Why your belly has a built-in lint trap
After a long hard day of moving, sweating, and shirt-wearing, many people can enjoy a brief ritual of removing a tuft of lint from their belly buttons. Known in research circles as “navel fluff,” this common occurrence has been ignored or taken for granted by “outies,” who can’t really partake in belly-button cleaning, or curious researchers like Dr. Karl Kruszelnicki and Georg Steinhasuer. While nothing about this lint is likely to reshape your world, it’s never bad to understand what’s happening just under your nose, and above your waistline.
Belly button lint is primarily composed of stray fibers from your clothing. Throughout the day, an innie belly button can act a bit like the lint-trap on a clothes dryer. Different conditions can affect just how much lint you can gather in a day, with the optimal conditions including having a pudgier, hairier tummy and a new t-shirt with more loose fibers to collect. Tests have included matching shirt fibers to lint at the end of the day, as well as more drastic measures like having volunteers shave the hair off their stomachs.
Hair matters because each hair around your belly button may actually act like a one-way guide trapping lint into your navel. The tiny scales along the shaft of each hair point towards the tip, and catch fibers from the lint, stopping them from moving back out towards the rest of your abdomen and being dispersed.
Shirt fibers aren’t the only thing being caught in belly buttons of course. Other common materials include sweat, dead skin, and of course lots of benign bacteria. Belly buttons seem to actually be a fertile environment for bacteria, as among only 60 samples over 2,368 species of bacteria were discovered. For reference, that’s more distinct species in your belly scar than there are birds or ants in North America. If you’d like to remove some of this ecosystem for any reason, you should have a convenient cotton swab available at the end of the day— just remember to wear a new t-shirt.

* **Data under study**
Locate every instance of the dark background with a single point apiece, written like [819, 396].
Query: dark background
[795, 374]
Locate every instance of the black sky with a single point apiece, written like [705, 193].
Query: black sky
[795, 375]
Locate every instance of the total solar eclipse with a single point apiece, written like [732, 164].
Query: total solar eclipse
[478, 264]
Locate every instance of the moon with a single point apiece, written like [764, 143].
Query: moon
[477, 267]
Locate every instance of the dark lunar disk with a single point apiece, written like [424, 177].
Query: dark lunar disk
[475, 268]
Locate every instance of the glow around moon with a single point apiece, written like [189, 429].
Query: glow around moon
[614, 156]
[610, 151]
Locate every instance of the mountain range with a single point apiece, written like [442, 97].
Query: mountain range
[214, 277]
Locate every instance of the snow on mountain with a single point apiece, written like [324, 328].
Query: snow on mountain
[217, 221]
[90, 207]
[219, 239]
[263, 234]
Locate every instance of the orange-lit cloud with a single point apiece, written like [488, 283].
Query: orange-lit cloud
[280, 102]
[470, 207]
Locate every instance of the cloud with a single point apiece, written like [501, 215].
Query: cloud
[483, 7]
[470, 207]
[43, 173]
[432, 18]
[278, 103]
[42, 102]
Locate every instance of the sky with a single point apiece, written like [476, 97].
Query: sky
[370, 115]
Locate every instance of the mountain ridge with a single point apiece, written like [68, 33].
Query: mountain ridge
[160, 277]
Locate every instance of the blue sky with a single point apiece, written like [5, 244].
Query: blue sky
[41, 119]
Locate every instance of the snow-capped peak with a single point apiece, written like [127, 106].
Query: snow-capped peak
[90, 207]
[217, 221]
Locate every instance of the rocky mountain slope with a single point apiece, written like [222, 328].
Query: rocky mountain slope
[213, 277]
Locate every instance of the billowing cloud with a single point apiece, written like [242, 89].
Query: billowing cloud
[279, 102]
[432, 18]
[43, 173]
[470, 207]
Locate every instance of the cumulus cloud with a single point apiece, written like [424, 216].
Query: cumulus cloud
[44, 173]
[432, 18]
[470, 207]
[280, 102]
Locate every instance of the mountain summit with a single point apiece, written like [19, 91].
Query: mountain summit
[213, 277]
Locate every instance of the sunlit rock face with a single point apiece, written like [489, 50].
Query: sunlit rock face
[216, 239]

* **Task details**
Summarize the article on belly button lint in two sentences. Rely only on the text for what follows, not on the data.

* **Task answer**
Belly button lint is mostly stray fibers from clothing, and an innie navel collects it much like a dryer's lint trap, especially on a pudgier, hairier belly under a new t-shirt. Scales on the surrounding hairs guide fibers into the navel, where sweat, dead skin, and a wide variety of bacteria also gather.